__Written request__
Reproduce all records verbatim.

<<<<

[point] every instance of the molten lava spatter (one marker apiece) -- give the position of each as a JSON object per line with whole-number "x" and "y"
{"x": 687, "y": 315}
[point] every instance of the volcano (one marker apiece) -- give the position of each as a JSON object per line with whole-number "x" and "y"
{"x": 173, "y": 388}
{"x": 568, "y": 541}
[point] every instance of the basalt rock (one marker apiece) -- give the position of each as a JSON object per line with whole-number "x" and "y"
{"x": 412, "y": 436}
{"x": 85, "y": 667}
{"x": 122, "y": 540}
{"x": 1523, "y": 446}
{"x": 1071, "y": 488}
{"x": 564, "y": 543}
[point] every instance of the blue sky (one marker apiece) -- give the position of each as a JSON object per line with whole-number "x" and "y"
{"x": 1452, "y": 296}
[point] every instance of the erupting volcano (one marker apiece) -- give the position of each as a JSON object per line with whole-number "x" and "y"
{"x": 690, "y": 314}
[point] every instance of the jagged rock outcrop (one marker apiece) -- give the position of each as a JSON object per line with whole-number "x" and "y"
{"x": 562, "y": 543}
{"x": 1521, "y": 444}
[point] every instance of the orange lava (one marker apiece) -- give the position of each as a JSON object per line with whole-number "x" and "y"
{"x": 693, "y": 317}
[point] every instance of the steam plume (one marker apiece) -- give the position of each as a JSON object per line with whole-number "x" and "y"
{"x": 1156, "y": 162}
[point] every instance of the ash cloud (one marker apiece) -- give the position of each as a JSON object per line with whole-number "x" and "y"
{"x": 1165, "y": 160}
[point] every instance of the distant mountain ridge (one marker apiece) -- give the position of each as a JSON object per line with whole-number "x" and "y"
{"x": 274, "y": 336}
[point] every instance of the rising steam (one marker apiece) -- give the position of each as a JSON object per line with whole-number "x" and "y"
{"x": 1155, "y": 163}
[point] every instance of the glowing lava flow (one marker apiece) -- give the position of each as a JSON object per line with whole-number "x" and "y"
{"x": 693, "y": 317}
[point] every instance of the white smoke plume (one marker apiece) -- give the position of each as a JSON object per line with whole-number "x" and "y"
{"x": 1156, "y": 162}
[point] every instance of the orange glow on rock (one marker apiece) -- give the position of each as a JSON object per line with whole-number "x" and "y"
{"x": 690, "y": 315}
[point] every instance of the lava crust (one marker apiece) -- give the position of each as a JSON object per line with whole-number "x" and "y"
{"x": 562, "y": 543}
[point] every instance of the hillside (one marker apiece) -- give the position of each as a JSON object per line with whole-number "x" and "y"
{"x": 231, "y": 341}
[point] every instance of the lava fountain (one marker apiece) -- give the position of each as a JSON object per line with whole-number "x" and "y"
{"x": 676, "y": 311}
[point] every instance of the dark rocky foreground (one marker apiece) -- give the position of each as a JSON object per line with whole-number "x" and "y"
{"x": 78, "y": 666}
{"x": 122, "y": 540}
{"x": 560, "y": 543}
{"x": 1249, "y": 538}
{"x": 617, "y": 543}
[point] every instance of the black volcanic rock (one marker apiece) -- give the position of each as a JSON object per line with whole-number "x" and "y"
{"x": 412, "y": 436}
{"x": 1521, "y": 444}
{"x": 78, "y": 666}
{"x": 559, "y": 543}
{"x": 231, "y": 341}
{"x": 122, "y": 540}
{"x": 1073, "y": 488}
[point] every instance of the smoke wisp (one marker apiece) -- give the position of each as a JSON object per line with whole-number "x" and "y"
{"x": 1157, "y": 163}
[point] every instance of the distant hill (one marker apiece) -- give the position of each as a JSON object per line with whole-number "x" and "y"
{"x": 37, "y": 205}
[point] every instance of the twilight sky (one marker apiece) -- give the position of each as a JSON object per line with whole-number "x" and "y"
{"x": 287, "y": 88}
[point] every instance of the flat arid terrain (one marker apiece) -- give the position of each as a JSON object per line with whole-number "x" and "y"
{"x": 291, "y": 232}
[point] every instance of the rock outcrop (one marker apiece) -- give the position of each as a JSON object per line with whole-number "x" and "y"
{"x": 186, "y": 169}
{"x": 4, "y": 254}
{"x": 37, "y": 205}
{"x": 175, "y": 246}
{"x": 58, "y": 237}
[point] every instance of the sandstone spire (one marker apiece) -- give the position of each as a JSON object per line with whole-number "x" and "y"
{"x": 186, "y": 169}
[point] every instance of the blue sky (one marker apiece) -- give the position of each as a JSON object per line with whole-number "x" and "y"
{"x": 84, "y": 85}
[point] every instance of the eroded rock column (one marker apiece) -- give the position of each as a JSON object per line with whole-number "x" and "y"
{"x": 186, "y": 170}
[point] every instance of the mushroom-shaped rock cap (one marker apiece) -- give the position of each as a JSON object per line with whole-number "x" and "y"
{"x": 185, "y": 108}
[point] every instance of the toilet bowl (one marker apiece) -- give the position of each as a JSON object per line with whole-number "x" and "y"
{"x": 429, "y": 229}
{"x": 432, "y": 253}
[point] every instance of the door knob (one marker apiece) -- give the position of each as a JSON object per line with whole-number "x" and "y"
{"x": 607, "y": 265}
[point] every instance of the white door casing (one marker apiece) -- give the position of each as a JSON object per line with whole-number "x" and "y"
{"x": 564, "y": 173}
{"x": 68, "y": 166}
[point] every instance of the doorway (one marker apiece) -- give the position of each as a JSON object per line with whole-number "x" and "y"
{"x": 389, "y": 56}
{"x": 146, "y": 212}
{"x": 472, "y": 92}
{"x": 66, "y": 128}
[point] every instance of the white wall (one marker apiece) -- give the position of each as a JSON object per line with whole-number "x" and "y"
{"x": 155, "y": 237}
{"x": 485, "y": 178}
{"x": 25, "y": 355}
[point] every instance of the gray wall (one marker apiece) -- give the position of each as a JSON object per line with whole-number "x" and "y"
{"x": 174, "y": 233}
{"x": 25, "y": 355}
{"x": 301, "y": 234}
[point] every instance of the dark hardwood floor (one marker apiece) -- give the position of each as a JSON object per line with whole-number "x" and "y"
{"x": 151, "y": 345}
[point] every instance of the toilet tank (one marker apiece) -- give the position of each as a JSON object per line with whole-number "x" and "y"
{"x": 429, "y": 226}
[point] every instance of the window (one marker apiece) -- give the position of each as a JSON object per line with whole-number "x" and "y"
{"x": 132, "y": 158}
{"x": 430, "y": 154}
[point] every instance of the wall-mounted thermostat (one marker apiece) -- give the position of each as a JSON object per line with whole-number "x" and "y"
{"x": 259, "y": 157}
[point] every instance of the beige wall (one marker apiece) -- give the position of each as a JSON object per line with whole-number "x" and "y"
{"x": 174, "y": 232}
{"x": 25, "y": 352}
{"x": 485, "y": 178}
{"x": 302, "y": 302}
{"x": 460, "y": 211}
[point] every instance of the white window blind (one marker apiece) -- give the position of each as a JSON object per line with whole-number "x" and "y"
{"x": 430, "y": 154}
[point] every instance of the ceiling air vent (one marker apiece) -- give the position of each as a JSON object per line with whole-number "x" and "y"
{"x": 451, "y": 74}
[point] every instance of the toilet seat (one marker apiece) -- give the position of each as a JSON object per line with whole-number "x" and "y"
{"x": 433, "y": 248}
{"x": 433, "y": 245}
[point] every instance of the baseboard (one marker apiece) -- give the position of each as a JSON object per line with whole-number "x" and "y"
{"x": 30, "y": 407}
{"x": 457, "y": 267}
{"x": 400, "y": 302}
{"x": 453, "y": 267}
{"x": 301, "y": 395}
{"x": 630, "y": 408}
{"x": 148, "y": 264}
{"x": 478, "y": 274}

>>>>

__Answer for the task__
[point] every instance of the molten lava spatter (one marker apiece) -- give the position of each as a JSON object per line with whole-number "x" and "y"
{"x": 687, "y": 315}
[point] every instance of the volcano (one marker apiece) -- give the position of each as a JSON object per line with whole-number "x" and "y"
{"x": 173, "y": 388}
{"x": 568, "y": 541}
[point] every instance of the basalt rock (one marker apiece) -- give the position of each as a JSON object per line with whole-number "x" and "y"
{"x": 412, "y": 436}
{"x": 85, "y": 667}
{"x": 122, "y": 540}
{"x": 1523, "y": 446}
{"x": 1071, "y": 488}
{"x": 564, "y": 543}
[point] every instance of the blue sky (one marker apiece) -- give the position of each as a JSON object per line with whole-number "x" and "y"
{"x": 1452, "y": 296}
[point] every instance of the erupting volcano (one marker apiece) -- give the position of each as a JSON object per line with whole-number "x" and "y"
{"x": 690, "y": 314}
[point] every instance of the jagged rock outcrop (one marker apiece) -- give the position of each as a JSON object per line with whole-number "x" and "y"
{"x": 562, "y": 543}
{"x": 1521, "y": 444}
[point] every instance of the orange lava (one marker apiece) -- give the position of each as a JSON object per line with whole-number "x" and "y"
{"x": 693, "y": 317}
[point] every instance of the steam plume (one marker apiece) -- give the position of each as a JSON object per line with whole-number "x" and "y"
{"x": 1156, "y": 162}
[point] every instance of the ash cloud (one marker apiece) -- give the position of each as a JSON object per line with whole-number "x" and "y"
{"x": 1165, "y": 160}
[point] every instance of the distant mountain ridge (one marker apiece) -- give the position of each as a JSON object per line with whole-number "x" and "y"
{"x": 274, "y": 336}
[point] every instance of the rising steam (one marker apiece) -- give the position of each as a JSON object per line with whole-number "x" and "y"
{"x": 1155, "y": 163}
[point] every instance of the glowing lava flow (one marker apiece) -- give the position of each as a JSON object per line with whole-number "x" and "y"
{"x": 693, "y": 317}
[point] every instance of the white smoke plume (one marker apiece) -- give the position of each as a JSON object per line with whole-number "x" and "y"
{"x": 1156, "y": 162}
[point] every instance of the orange glow on rock (one marker apiece) -- give the position of each as a JSON object per line with whole-number "x" and "y"
{"x": 690, "y": 315}
[point] every instance of the lava crust (one marker apiece) -- give the position of each as a JSON object per line with whole-number "x" and "y"
{"x": 562, "y": 543}
[point] every instance of the hillside (one marker apiece) -- give the position of each as a JSON object per line with whole-number "x" and "y"
{"x": 231, "y": 341}
[point] every instance of the lava fountain (one marker apiece) -- give the position of each as a JSON object per line with whole-number "x" and "y"
{"x": 676, "y": 311}
[point] every instance of the dark rocky foreground (one marker apiece) -- give the position of each as a JSON object per line with whole-number "x" and "y"
{"x": 78, "y": 666}
{"x": 122, "y": 540}
{"x": 560, "y": 543}
{"x": 1249, "y": 538}
{"x": 617, "y": 543}
[point] every instance of the black volcanic rock (one marker apiece) -- give the position of each as a JSON object per line with whole-number "x" and "y"
{"x": 412, "y": 436}
{"x": 1521, "y": 444}
{"x": 78, "y": 666}
{"x": 559, "y": 543}
{"x": 231, "y": 341}
{"x": 122, "y": 540}
{"x": 1073, "y": 488}
[point] every instance of the smoke wisp (one marker apiece) -- give the position of each as a JSON object per line with whole-number "x" and "y"
{"x": 1157, "y": 163}
[point] every instance of the distant hill (one marker apiece) -- give the position of each as a JSON object per line with whole-number "x" and "y"
{"x": 37, "y": 205}
[point] every instance of the twilight sky (one marker apiece) -- give the position of each as a JSON object per line with whole-number "x" and "y"
{"x": 287, "y": 88}
[point] every instance of the flat arid terrain (one marker apiece) -- give the position of each as a JSON object per line with whole-number "x" and "y"
{"x": 291, "y": 232}
[point] every instance of the rock outcrop (one marker apiece) -- give the position of each as a JSON object per line with whole-number "x" and "y"
{"x": 186, "y": 169}
{"x": 4, "y": 254}
{"x": 37, "y": 205}
{"x": 175, "y": 246}
{"x": 58, "y": 237}
[point] every instance of the sandstone spire (one marker apiece) -- give the position of each as a JSON object per line with whole-number "x" and "y"
{"x": 186, "y": 169}
[point] every instance of the blue sky (one marker apiece) -- give the position of each as a JSON object per line with whole-number "x" and "y"
{"x": 84, "y": 85}
[point] every instance of the eroded rock column (one marker apiece) -- give the position of each as a JSON object per line with whole-number "x" and "y"
{"x": 186, "y": 170}
[point] every instance of the mushroom-shaped rock cap (one marker apiece) -- give the position of each as a JSON object per line with whole-number "x" and "y"
{"x": 185, "y": 108}
[point] every instance of the toilet bowl (one marker apiece) -- give the position of each as a JSON object per line with whole-number "x" and "y"
{"x": 429, "y": 229}
{"x": 432, "y": 253}
[point] every instance of the door knob (one marker apiece) -- give the position of each as a JSON object per line with whole-number "x" and "y"
{"x": 607, "y": 265}
[point] every instance of the white door casing (one marker apiece) -- give the position of each as a JSON object per line with whole-number "x" and "y"
{"x": 564, "y": 173}
{"x": 68, "y": 166}
[point] every instance of the doorway (one marker apiece) -- give the position of each as a JSON object per line with whole-number "x" and "y"
{"x": 389, "y": 56}
{"x": 146, "y": 212}
{"x": 472, "y": 92}
{"x": 66, "y": 128}
[point] every instance of the white wall (one marker apiece) -- give the position of each as a JSON object per line with whole-number "x" and "y"
{"x": 155, "y": 237}
{"x": 485, "y": 178}
{"x": 25, "y": 355}
[point] every instance of the gray wall (one marker apiece) -- give the position of each as a JSON object per line with whole-number "x" and "y"
{"x": 174, "y": 233}
{"x": 25, "y": 355}
{"x": 301, "y": 234}
[point] every instance of the dark hardwood floor (one marker apiece) -- give the position of each as a JSON object per line with whole-number "x" and "y"
{"x": 151, "y": 345}
[point] every instance of the toilet tank (one marker apiece) -- give the position of each as a JSON object per line with whole-number "x" and "y"
{"x": 429, "y": 226}
[point] every instance of the window (one marker apiece) -- give the position of each as a JSON object per line with whole-number "x" and "y"
{"x": 132, "y": 158}
{"x": 430, "y": 154}
[point] every instance of the wall-mounted thermostat (one marker apiece) -- give the position of each as a JSON object per line with whole-number "x" and "y"
{"x": 259, "y": 157}
[point] every instance of the beige wall (one marker apiece) -- give the position of each as a JSON object per line with whole-number "x" and "y"
{"x": 174, "y": 232}
{"x": 25, "y": 352}
{"x": 485, "y": 178}
{"x": 302, "y": 302}
{"x": 460, "y": 211}
[point] every instance of the white window blind (one marker apiece) -- give the position of each as a JSON object per line with whole-number "x" and "y"
{"x": 430, "y": 154}
[point] every instance of the ceiling air vent (one marker apiece) -- give the position of each as a JSON object per line with whole-number "x" and "y"
{"x": 451, "y": 74}
[point] every instance of the toilet seat (one marker apiece) -- give the position of each as a JSON object per line with whole-number "x" and "y"
{"x": 433, "y": 248}
{"x": 433, "y": 245}
[point] every instance of the baseboard (one marker apiece) -- give the position of each as a JSON object per line with whole-number "x" and "y"
{"x": 30, "y": 407}
{"x": 457, "y": 267}
{"x": 400, "y": 302}
{"x": 453, "y": 267}
{"x": 301, "y": 395}
{"x": 630, "y": 408}
{"x": 148, "y": 264}
{"x": 478, "y": 274}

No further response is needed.